[Records contained in a dataset]
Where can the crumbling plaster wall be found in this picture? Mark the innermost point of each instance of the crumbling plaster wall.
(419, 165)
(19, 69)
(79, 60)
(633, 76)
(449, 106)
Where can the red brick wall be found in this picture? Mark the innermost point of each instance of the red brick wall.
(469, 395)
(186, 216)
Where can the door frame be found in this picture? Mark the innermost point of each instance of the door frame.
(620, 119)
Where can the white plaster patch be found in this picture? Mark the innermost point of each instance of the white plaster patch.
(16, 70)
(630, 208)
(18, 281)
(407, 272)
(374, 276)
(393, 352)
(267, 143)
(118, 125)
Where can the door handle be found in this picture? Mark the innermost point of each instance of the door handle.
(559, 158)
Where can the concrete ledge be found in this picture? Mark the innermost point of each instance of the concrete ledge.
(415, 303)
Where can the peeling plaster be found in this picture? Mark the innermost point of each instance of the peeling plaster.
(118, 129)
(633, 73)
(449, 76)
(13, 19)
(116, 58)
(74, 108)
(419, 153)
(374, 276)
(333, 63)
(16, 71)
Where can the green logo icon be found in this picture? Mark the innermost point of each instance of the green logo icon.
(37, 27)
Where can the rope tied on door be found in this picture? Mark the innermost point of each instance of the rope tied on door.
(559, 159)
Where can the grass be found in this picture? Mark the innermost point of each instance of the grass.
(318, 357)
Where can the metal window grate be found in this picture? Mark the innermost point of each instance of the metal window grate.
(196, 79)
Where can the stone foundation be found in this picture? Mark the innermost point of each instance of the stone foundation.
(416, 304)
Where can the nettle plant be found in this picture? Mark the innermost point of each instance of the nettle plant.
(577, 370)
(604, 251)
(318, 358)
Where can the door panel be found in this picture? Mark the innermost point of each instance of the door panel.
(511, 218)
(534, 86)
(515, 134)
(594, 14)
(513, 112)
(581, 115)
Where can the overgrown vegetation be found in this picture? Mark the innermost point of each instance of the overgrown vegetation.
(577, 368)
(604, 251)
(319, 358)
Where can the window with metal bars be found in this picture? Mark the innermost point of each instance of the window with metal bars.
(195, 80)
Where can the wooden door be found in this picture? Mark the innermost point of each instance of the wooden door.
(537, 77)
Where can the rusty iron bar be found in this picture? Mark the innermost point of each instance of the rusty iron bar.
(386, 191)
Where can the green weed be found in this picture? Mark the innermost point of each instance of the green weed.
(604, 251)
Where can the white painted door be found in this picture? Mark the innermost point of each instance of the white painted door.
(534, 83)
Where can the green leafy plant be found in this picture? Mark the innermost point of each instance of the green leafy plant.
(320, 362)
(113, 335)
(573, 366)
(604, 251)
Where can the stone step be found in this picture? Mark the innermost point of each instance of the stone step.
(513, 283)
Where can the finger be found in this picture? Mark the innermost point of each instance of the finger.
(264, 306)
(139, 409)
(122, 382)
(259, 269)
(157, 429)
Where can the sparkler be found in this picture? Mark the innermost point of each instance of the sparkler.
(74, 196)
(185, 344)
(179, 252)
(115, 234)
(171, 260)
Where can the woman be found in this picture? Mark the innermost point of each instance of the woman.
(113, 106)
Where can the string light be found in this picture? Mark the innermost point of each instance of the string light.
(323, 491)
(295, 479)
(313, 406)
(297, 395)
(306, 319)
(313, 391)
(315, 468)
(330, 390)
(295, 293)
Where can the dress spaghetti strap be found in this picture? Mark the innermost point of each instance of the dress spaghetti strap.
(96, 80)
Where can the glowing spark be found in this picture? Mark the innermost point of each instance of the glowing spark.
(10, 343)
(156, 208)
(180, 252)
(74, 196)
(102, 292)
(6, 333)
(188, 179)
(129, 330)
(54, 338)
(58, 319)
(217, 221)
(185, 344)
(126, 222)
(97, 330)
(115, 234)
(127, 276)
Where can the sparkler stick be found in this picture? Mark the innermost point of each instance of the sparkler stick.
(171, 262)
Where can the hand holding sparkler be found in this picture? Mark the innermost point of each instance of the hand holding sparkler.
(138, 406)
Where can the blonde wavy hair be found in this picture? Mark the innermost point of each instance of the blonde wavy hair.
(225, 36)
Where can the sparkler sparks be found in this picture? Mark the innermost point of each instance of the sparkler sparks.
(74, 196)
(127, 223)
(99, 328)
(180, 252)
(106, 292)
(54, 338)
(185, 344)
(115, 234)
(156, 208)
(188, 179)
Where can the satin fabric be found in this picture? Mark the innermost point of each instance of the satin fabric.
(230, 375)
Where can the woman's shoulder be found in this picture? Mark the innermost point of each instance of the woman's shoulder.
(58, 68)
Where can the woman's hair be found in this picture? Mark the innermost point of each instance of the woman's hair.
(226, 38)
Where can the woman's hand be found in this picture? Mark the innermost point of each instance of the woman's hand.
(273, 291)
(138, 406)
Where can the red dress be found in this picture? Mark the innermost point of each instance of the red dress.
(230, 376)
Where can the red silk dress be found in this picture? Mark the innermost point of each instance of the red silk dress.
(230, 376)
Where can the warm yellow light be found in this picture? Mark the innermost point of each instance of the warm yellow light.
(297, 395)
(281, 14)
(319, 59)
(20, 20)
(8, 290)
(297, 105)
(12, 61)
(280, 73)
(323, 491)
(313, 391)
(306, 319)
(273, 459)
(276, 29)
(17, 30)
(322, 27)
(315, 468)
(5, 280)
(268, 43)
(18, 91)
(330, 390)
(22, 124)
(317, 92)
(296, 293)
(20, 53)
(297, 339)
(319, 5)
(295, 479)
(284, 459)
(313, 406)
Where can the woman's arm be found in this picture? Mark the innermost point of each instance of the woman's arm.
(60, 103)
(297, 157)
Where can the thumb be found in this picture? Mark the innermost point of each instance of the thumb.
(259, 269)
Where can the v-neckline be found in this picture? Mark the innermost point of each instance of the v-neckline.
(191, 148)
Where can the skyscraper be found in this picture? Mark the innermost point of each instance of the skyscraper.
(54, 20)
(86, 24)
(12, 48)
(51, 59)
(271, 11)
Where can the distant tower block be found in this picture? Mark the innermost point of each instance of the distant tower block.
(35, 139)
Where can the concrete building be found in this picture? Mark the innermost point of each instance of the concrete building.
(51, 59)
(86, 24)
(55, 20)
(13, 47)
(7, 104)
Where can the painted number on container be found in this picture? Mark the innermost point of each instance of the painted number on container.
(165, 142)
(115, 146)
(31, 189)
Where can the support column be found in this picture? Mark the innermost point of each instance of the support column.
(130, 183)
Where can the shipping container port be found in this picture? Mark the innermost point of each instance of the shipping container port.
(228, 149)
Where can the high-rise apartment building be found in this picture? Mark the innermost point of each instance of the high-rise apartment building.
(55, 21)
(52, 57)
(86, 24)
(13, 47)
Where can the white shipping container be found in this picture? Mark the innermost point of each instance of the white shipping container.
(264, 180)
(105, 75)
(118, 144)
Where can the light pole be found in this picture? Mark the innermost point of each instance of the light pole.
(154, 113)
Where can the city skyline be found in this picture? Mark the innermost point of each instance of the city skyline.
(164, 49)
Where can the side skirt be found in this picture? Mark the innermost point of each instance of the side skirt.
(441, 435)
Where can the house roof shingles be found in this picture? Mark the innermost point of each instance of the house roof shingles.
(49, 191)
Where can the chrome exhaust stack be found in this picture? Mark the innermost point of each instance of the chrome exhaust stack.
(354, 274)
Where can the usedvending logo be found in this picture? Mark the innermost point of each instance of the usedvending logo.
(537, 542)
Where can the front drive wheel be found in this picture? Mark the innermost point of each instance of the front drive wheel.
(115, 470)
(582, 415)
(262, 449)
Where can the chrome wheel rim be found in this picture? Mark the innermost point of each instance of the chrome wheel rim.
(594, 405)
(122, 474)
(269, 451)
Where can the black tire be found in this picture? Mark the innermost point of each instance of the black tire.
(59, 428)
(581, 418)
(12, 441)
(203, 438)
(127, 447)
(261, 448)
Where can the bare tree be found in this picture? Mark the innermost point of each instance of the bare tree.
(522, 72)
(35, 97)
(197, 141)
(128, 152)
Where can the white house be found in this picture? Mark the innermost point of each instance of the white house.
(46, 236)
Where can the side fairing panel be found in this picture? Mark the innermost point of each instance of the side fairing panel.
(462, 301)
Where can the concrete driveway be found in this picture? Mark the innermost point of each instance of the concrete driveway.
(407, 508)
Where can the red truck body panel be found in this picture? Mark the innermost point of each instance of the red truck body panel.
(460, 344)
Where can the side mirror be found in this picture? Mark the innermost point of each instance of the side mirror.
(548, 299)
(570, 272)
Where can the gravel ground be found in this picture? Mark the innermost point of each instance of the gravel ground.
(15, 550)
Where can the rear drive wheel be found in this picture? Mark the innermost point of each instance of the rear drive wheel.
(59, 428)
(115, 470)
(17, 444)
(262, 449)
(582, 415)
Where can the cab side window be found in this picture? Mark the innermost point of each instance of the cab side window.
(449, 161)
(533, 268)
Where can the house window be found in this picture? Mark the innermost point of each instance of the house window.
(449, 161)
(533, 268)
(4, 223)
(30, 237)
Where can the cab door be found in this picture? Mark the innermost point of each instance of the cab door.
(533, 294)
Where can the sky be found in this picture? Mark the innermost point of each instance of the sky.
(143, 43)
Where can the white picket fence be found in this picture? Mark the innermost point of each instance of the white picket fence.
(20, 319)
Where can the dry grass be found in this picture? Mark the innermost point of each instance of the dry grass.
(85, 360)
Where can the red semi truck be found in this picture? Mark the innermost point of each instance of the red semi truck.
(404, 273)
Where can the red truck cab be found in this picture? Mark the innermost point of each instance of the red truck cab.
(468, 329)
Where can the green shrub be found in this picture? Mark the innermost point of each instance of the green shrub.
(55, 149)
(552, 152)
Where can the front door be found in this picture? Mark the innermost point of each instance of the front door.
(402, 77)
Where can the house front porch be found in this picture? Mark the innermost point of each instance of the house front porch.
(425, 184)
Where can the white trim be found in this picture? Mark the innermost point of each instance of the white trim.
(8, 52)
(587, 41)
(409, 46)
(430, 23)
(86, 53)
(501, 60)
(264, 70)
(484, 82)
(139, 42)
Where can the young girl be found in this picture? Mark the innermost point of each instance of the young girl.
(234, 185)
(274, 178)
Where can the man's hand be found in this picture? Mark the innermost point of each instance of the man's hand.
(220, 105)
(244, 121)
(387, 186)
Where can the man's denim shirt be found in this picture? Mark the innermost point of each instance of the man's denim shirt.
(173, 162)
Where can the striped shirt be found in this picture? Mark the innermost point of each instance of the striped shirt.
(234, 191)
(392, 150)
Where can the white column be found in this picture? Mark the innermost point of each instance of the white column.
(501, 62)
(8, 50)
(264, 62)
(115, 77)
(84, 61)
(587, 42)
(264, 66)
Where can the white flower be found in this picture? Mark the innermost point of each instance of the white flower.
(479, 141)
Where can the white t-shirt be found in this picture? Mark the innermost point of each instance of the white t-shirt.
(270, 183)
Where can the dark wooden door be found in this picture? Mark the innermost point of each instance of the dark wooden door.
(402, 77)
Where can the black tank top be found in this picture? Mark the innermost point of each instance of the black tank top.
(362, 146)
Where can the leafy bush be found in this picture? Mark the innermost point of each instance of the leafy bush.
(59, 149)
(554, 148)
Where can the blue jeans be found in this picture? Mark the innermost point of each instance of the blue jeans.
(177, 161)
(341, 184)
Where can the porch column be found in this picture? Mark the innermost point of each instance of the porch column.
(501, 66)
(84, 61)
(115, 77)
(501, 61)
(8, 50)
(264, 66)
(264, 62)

WHAT IS ASKED ▸
Go back to the data above and please quote exactly, and only, the lines from the line with "Where can the young" through its last line.

PROBLEM SOLUTION ▸
Where can the young girl be found in this picture? Mark the innermost point of each instance of the young girl.
(234, 185)
(274, 178)
Where can the man's hand be found in this picture? Mark the innermost point of each instance of the man's hand.
(220, 105)
(244, 121)
(387, 186)
Where can the man's denim shirt be found in this picture? Mark the innermost point of each instance of the man's denim shirt.
(173, 162)
Where can the striped shirt be found in this picture? Mark the innermost point of each instance of the striped shirt.
(234, 191)
(392, 150)
Where can the white column be found in this picture? Mark the innermost point of each instance of the white column.
(501, 62)
(8, 50)
(264, 62)
(115, 77)
(84, 61)
(587, 42)
(264, 66)
Where can the white flower be found in this picture? Mark the innermost point of each instance of the white flower.
(479, 141)
Where can the white t-shirt be found in this picture? Mark the innermost point of each instance of the white t-shirt.
(270, 183)
Where can the dark wooden door be found in this picture? Mark the innermost point of each instance of the dark wooden door.
(402, 77)
Where can the black tank top be found in this picture? Mark the innermost point of each instance of the black tank top.
(362, 146)
Where can the leafy bush be found in this picture? Mark the innermost point of each instance of the leafy bush.
(59, 149)
(554, 148)
Where can the blue jeans be found in this picture? Mark the innermost point of each instance of the blue jeans.
(177, 161)
(341, 184)
Where can the porch column be found in this picture? Mark the innermost point of each instance of the porch column.
(501, 66)
(84, 61)
(115, 77)
(501, 61)
(8, 50)
(264, 66)
(264, 62)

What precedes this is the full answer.